[TASK STATEMENT] Copy out every line of the entries below that contains the word "green".

[DATA SHOWN]

[Start]

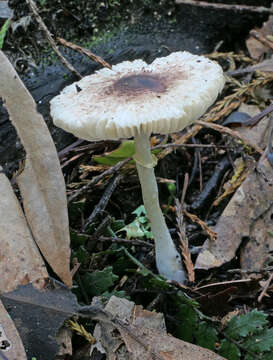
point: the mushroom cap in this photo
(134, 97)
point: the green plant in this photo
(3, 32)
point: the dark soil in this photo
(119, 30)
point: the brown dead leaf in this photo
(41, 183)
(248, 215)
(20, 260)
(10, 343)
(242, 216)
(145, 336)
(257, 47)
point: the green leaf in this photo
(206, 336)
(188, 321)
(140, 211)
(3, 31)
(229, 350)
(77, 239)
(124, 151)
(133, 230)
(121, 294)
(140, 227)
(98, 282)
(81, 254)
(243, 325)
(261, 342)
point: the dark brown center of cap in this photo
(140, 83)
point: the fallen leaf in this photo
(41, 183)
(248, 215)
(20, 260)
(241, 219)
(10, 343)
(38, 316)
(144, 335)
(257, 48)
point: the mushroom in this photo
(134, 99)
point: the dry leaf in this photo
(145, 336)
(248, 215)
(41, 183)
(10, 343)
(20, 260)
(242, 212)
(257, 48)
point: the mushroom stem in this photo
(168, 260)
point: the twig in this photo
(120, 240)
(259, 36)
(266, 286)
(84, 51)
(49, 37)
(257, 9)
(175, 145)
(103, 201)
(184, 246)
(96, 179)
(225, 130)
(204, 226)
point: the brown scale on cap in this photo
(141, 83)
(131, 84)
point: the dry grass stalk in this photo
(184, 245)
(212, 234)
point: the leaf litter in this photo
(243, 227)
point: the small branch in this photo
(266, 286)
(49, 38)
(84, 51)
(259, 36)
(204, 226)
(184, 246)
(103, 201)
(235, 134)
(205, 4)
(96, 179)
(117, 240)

[End]
[Start]

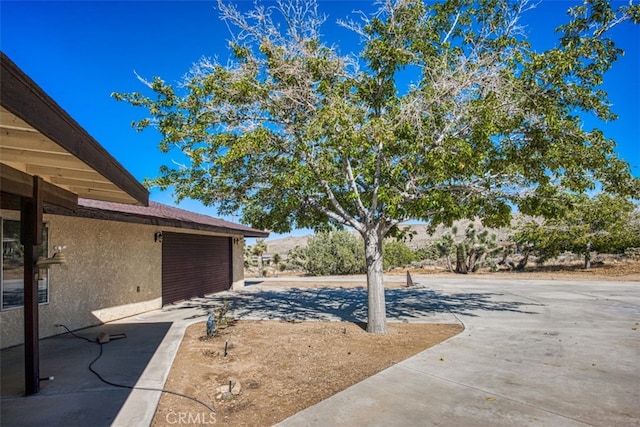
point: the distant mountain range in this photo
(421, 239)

[End]
[Start]

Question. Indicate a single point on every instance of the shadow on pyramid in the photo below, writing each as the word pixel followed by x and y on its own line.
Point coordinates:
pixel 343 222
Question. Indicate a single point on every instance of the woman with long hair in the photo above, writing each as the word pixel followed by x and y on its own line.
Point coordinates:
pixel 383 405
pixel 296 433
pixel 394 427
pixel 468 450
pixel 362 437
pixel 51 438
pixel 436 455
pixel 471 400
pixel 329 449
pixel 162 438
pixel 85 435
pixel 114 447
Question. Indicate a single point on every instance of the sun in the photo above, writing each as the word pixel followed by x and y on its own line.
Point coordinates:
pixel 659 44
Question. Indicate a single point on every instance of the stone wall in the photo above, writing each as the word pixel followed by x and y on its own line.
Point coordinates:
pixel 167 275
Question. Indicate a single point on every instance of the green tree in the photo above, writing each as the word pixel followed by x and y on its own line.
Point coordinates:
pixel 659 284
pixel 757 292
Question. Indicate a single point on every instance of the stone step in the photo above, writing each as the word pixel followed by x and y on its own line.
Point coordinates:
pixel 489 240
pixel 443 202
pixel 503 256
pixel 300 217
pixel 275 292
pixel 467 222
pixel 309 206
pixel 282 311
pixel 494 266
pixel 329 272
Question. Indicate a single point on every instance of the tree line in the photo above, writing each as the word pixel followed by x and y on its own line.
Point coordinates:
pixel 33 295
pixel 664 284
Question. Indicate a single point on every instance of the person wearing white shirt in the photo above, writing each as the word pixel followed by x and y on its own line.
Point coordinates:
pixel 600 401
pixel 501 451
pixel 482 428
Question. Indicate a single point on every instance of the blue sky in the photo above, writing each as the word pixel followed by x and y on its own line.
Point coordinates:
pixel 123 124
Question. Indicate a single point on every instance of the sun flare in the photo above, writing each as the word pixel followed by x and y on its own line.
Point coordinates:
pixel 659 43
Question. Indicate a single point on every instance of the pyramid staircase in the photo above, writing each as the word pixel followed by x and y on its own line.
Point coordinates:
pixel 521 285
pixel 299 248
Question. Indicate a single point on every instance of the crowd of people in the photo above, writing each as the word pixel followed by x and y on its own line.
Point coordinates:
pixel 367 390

[End]

[SOLUTION TO THE PROBLEM]
point: the green plant in this photo
point: the green leaf in this photo
Question. Indicate a single point on every instance of the green tree in the photo above, writing each as the word pixel followed by x and y on its own line.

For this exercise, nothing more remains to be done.